TEKS BACAAN:
------------------------------------------------------------
Jember (beritajatim.com) – Pemerintah daerah tidak mengabulkan 17 aspirasi publik di bidang peternakan yang diusulkan anggota DPRD Kabupaten Jember, Jawa Timur, untuk dialokasikan dalam Anggaran Pendapatan Belanja Daerah (APBD) 2026.
Enam belas usulan yang tidak dikabulkan itu berasal dari tiga legislator PDI Perjuangan, yakni Widarto (sembilan usulan), Candra Ary Fianto (lima usulan), dan Edi Cahyo Purnomo (satu usulan). Satu usulan lagi berasal dari legislator Gerindra, Ahmad Hoirozi.
Semua usulan tersebut ditujukan kepada Dinas Ketahanan Pangan dan Peternakan Jember, di antaranya berupa sosialisasi dan pembinaan tentang peternakan benih dan pakan maupun pemeliharaan ternak kelompok masyarakat, di Desa Katangpring, Klungkung, Pakusari, Pakis, Nogosari, Sukorambi, Sidomukti, Kelurahan Antirogo, Desa Jubung, Dukuh Mencek, Sukosari, Panduman, Sumberkalong, dan Sumberdanti.
Usulan tersebut diperoleh anggota DPRD Jember dari pertemuan dengan konstituen pada masa reses, dan terangkum dalam pokok pikiran atau pokir yang kemudian disampaikan anggota Dewan kepada organisasi perangkat daerah teknis.
Kepala Dinas Ketahanan Pangan dan Peternakan Jember Widodo Julianto mengatakan, verifikasi sudah dilaksanakan pada Maret-Mei 2025 dan ditemukan adanya ketidaksesuaian antara kamus usulan dengan proposal pokir yang masuk.
“Contoh usulan pembinaan, tapi yang muncul adalah bantuan ternak. Ini yang menjadi agak mis,” katanya, dalam rapat dengar pendapat membahas APBD 2026 di ruang Komisi B DPRD Jember, Kamis (27/11/2025).
Sementara itu Kepala Bidang Peternakan Dinas Ketahanan Pangan Peternakan dan Perikanan Jember Elok Kristanti mengatakan, tidak ada plafon anggaran untuk 17 usulan tersebut dalam APBD 2026.
Tidak dikabulkannya usulan pokir ini bukan hal baru. Sebelumnya dalam APBD Jember 2025, ada usulan pokir bantuan sektor peternakan untuk 34 kelompok masyarakat yang tertolak setelah Dinas Ketahanan Pangan dan Peternakan melakukan verifikasi.
Anggota Komisi B DPRD Jember Wahyu Prayudi Nugroho memperoleh informasi adanya kesalahan kode rekening yang membuat usulan pokir tidak terealisasi. “Menurut informasi yang saya terima, kode rekening yang awalnya adalah barang dan jasa yang diserahkan kepada masyarakat, setelah melakukan diskusi ke kejaksaan, yang betul kode rekeningnya adalah hibah dan bansos,” katanya.
------------------------------------------------------------
DAFTAR BARIS:
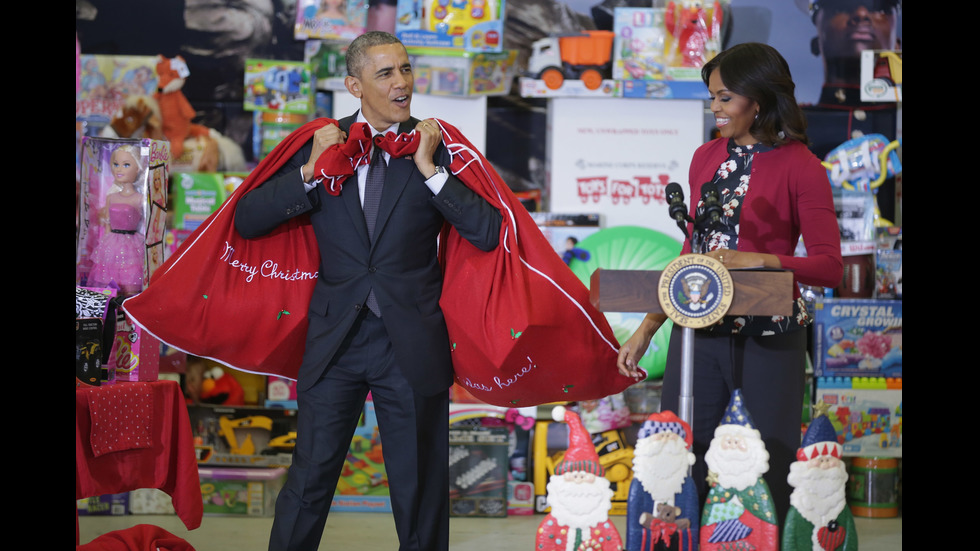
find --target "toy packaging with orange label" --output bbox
[395,0,505,52]
[293,0,368,40]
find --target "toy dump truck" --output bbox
[527,31,615,90]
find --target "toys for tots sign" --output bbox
[548,98,704,239]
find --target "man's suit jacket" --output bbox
[235,114,501,395]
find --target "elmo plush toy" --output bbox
[201,367,245,406]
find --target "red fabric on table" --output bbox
[75,524,194,551]
[75,381,204,530]
[88,385,154,457]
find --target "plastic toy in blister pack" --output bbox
[823,134,902,191]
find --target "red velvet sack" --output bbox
[123,119,634,406]
[440,121,635,407]
[123,119,353,379]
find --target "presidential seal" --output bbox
[657,254,735,329]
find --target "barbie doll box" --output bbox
[75,137,170,295]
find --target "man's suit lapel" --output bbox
[374,118,418,249]
[337,113,419,249]
[337,113,371,248]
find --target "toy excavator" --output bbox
[218,415,272,455]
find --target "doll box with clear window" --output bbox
[75,137,170,295]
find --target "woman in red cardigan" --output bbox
[618,43,843,520]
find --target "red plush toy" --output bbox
[201,367,245,406]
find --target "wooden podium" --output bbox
[589,255,793,426]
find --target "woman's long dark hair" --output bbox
[701,42,810,145]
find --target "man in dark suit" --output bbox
[235,31,501,551]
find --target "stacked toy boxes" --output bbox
[813,298,903,457]
[75,137,170,382]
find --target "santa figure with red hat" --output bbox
[534,406,623,551]
[626,411,700,551]
[783,415,858,551]
[700,389,779,551]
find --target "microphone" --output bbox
[664,182,692,238]
[701,182,721,224]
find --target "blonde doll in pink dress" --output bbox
[88,145,146,295]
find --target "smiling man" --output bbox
[235,31,501,551]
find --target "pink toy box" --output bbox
[75,137,170,302]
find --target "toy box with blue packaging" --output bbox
[198,467,286,517]
[293,0,368,41]
[395,0,506,52]
[816,383,904,457]
[408,48,517,96]
[330,398,391,512]
[875,226,902,299]
[242,59,315,114]
[813,299,902,377]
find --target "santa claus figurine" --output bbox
[700,389,779,551]
[534,406,623,551]
[783,415,858,551]
[626,411,699,551]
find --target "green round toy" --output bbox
[568,226,681,380]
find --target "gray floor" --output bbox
[78,512,902,551]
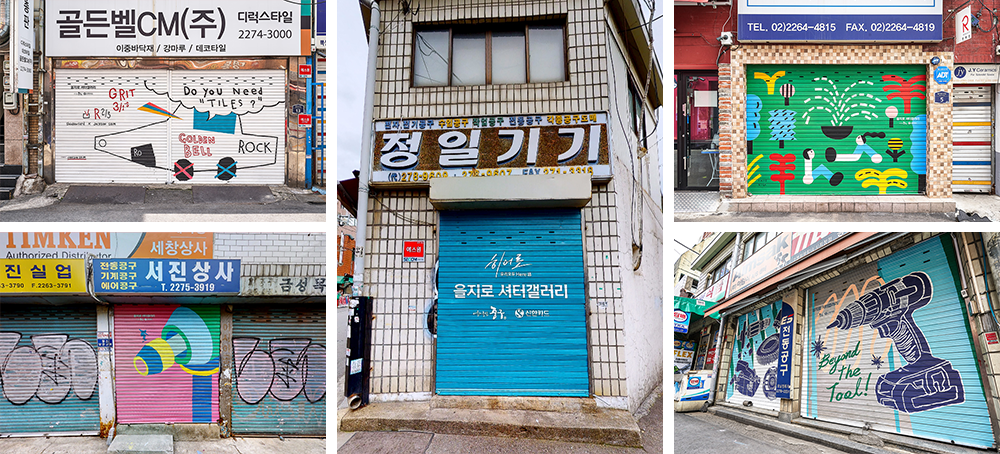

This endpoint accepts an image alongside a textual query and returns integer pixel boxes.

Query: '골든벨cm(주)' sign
[736,0,943,43]
[372,113,611,184]
[94,259,240,294]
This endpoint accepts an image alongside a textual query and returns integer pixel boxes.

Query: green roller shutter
[745,65,928,195]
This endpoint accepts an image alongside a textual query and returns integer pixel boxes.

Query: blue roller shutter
[233,304,326,435]
[0,304,101,436]
[436,209,589,396]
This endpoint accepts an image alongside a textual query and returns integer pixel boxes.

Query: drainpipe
[353,0,379,296]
------------------------------------------------------------
TUGAS TERTULIS:
**A.** Tuliskan ulang dari berita tentang usulan peternakan di Jember seluruh bagian mulai dari "Enam belas usulan" hingga "Gerindra, Ahmad Hoirozi.", tanpa mengubah satu kata pun.
**B.** Lanjutkan berita tentang usulan peternakan di Jember mulai setelah kalimat terakhirnya.
Baris-baris tersebut diambil dari sumber yang berbeda.

JAWABAN:
**A.**
Enam belas usulan yang tidak dikabulkan itu berasal dari tiga legislator PDI Perjuangan, yakni Widarto (sembilan usulan), Candra Ary Fianto (lima usulan), dan Edi Cahyo Purnomo (satu usulan). Satu usulan lagi berasal dari legislator Gerindra, Ahmad Hoirozi.

**B.**
Alasan ini bikin Nugroho bingung. “Di beberapa OPD tidak ada kode rekening bansos dan hibah, tapi tetap kode rekening barang dan jasa yang diserahkan kepada masyarakat. Ini ada kontradiksi. Kenapa kok antara sesama OPD berbeda-beda?” katanya.
Elok Kristanti mengatakan, belanja langsung barang dan jasa yang diusulkan untuk diserahkan kepada masyarakat tidak sesuai dengan Peraturan Menteri Dalam Negeri Nomor 15 Tahun 2024 tentang Pedoman Penyusunan APBD tahun 2025.
Berdasarkan permendagri itu, lanjut Elok, belanja barang dan jasa untuk masyarakat dari pemerintah daerah dibatasi untuk barang dan jasa yang memiliki nilai manfaat kurang dari 12 bulan. “Sementara belanja sapi, nilai usia pemanfaatannya lebih dari satu tahun,” katanya.
Usulan pokir, lanjut Elok, lebih sesuai dengan menggunakan mekanisme hibah. “Ini karena sifatnya bottom to up. Mekanisme bottom to up sering digunakan dalam konteks perencanaan pembangunan, misal saat masyarakat atau kelompok menyampaikan aspirasi ke pemda saat penyusunan APBD. Sementara belanja barang untuk diserahkan kepada masyarakat adalah top down. Misalnya bantuan pemerintah untuk program prioritas pengetasan kemiskinan,” katanya.
Anggota DPRD Jember Dianggap Membual
Tidak direalisasikannya usulan pokir ini membuat Nilam Noor Fadilah Wulandari, anggota Komisi B dari Golkar, geram. “Ada konstituen saya yang mengabarkan sudah disurvei Dinas di lapangan. Ternyata sampai sekarang belum dikeluarkan. Katanya diambil gambarnya saja,” katanya.
Nilam mengaku berkali-kali ditagih oleh warga karena urusan usulan bantuan dari pemerintah ini. “Kebanyakan selalu hanya dicek oleh Dinas, tapi realisasinya tidak ada. Makanya saya sampai dibilang anggota Dewan yang cukup cerpak (omong kosong atau membual, bahasa Madura),” katanya.
Hal ini membuat Nilanm sakit hati dan pesimistis dengan pembahasan APBD Jember. “Kalau dibilang carpak satu kali, enggak apa-apa. Kalau berkali-kali ya agak ruwet juga. Akhirnya memang saya menyimpulkan satu tahun ini, kalau Dewan harus bertumpu pada APBD kayaknya zonk semua deh,” katanya.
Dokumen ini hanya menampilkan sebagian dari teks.